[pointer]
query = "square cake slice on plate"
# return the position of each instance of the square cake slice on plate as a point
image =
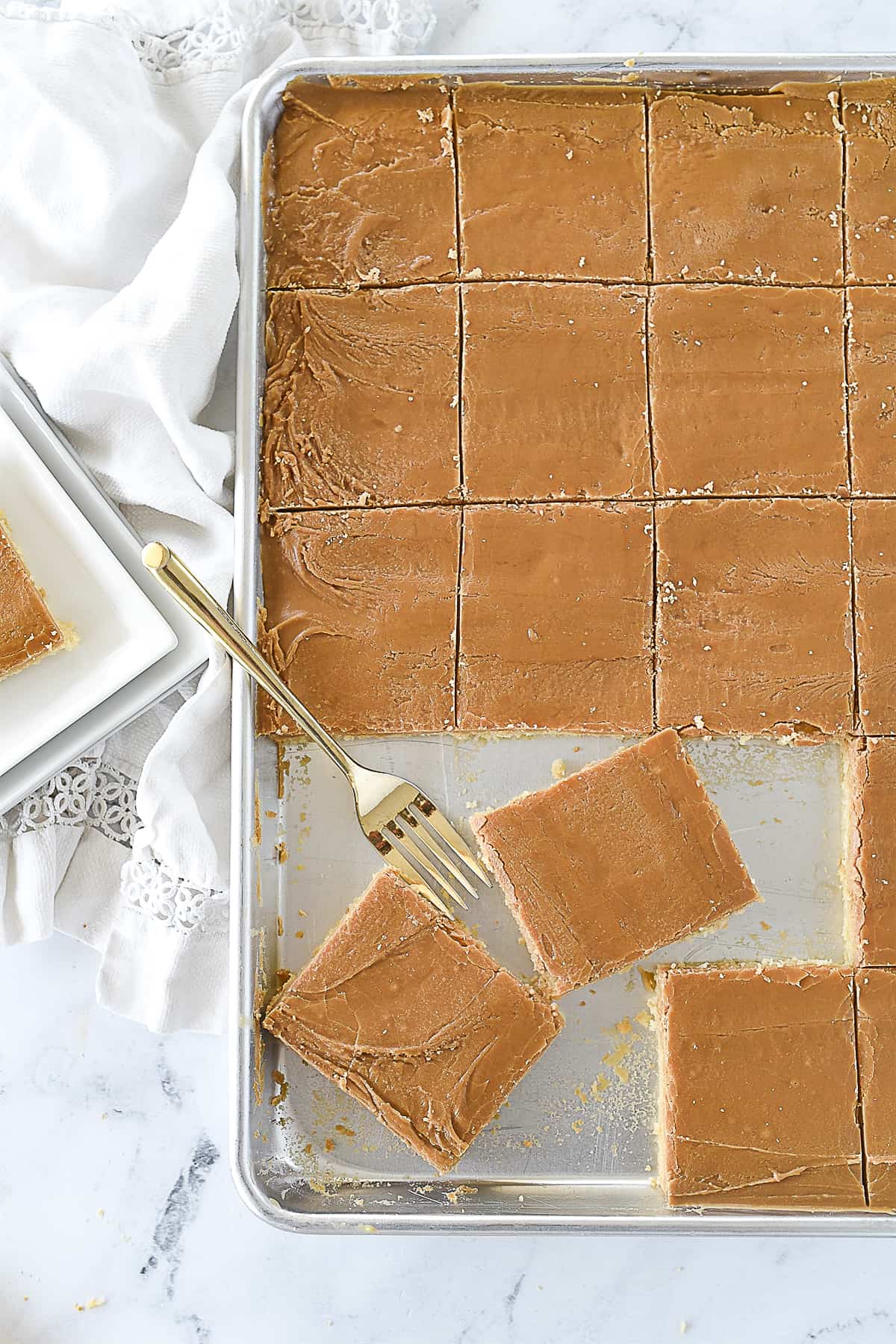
(620, 859)
(758, 1088)
(27, 628)
(408, 1012)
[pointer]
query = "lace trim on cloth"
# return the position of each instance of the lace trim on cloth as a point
(90, 793)
(220, 38)
(152, 889)
(87, 793)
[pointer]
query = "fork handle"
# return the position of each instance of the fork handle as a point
(186, 588)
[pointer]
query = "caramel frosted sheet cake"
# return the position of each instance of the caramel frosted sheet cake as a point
(27, 629)
(579, 417)
(487, 296)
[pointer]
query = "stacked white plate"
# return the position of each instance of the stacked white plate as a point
(134, 644)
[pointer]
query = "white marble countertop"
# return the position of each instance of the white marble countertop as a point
(114, 1182)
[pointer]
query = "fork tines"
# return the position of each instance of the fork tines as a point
(415, 844)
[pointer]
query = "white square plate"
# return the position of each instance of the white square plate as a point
(120, 632)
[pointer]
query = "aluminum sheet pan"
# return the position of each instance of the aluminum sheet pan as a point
(575, 1148)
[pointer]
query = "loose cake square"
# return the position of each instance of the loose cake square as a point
(27, 628)
(359, 617)
(555, 617)
(747, 390)
(620, 859)
(408, 1014)
(359, 186)
(754, 618)
(876, 999)
(758, 1088)
(553, 181)
(747, 187)
(361, 396)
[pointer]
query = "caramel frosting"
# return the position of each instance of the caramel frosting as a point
(872, 391)
(754, 625)
(361, 396)
(875, 567)
(876, 998)
(869, 117)
(747, 187)
(759, 1098)
(739, 371)
(555, 393)
(556, 617)
(408, 1015)
(871, 868)
(361, 187)
(359, 617)
(553, 181)
(609, 865)
(27, 629)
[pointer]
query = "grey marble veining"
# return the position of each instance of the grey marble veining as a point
(113, 1176)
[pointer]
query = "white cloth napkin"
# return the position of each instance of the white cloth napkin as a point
(119, 158)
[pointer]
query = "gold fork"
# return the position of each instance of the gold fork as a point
(402, 824)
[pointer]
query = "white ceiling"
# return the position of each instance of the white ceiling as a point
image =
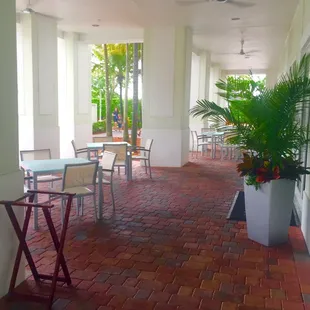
(263, 26)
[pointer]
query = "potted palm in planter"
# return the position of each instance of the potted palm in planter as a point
(267, 129)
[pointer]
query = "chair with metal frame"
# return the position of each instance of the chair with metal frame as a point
(76, 179)
(121, 150)
(39, 154)
(77, 151)
(102, 139)
(145, 155)
(198, 140)
(107, 163)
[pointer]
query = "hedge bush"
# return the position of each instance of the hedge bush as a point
(99, 127)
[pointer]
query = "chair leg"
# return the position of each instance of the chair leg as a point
(150, 168)
(82, 205)
(77, 208)
(62, 211)
(145, 166)
(112, 195)
(95, 208)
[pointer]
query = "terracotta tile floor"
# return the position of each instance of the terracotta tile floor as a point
(169, 246)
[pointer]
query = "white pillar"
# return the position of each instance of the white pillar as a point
(271, 77)
(166, 93)
(39, 110)
(215, 76)
(76, 119)
(204, 79)
(195, 123)
(11, 178)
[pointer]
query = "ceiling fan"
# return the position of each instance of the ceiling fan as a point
(242, 52)
(235, 3)
(28, 9)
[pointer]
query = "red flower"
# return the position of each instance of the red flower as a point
(261, 170)
(260, 179)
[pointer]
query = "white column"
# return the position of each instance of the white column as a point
(11, 178)
(76, 110)
(39, 110)
(195, 123)
(215, 76)
(204, 79)
(200, 86)
(271, 77)
(166, 93)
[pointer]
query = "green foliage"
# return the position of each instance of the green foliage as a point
(265, 123)
(237, 91)
(116, 76)
(99, 127)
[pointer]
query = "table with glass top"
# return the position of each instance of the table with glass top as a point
(52, 166)
(98, 146)
(215, 136)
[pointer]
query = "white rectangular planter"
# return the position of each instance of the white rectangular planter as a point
(269, 210)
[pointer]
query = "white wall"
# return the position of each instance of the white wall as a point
(166, 94)
(11, 178)
(194, 123)
(295, 44)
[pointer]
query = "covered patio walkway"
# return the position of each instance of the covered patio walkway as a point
(169, 246)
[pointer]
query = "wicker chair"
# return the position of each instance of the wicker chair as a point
(145, 155)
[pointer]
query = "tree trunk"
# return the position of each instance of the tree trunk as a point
(107, 93)
(125, 116)
(135, 99)
(121, 106)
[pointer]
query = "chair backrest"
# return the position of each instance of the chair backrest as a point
(206, 129)
(102, 139)
(119, 149)
(74, 147)
(76, 175)
(35, 154)
(148, 144)
(194, 135)
(108, 160)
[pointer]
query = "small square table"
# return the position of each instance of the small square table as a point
(51, 166)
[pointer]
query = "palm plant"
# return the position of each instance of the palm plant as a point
(267, 125)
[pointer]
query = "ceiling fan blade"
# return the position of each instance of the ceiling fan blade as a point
(188, 3)
(253, 51)
(240, 4)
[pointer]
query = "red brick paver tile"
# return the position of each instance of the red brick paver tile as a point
(169, 246)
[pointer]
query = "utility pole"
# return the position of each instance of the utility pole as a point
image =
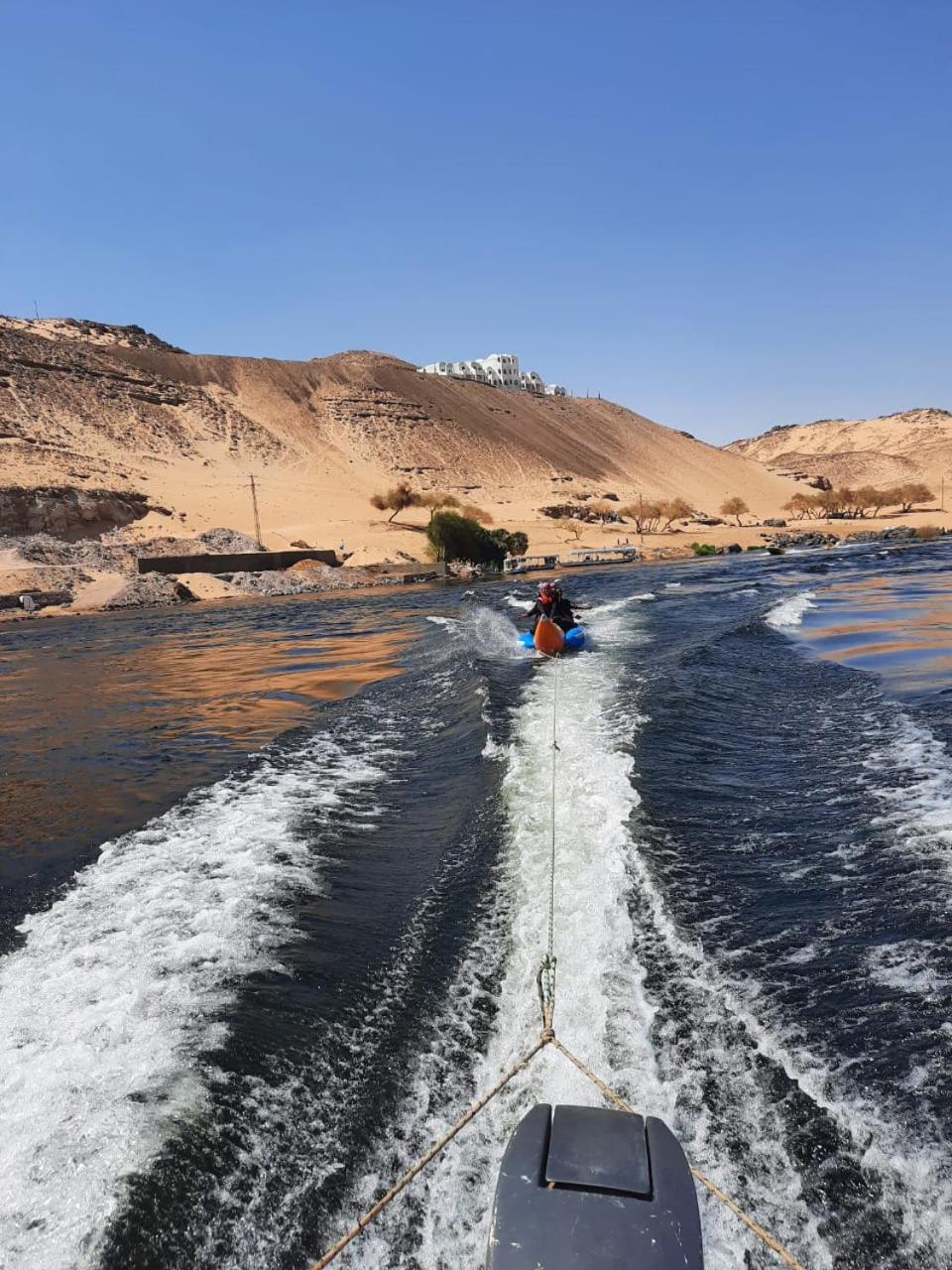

--------------------------------------------------

Written request: Extract each line of the data above that contains the word "with".

Response to this exercise:
query = "chair with metal frame"
# return the position of each instance of the chair with metal frame as a point
query = "table with glass top"
# return the position of each instance of the table with glass top as a point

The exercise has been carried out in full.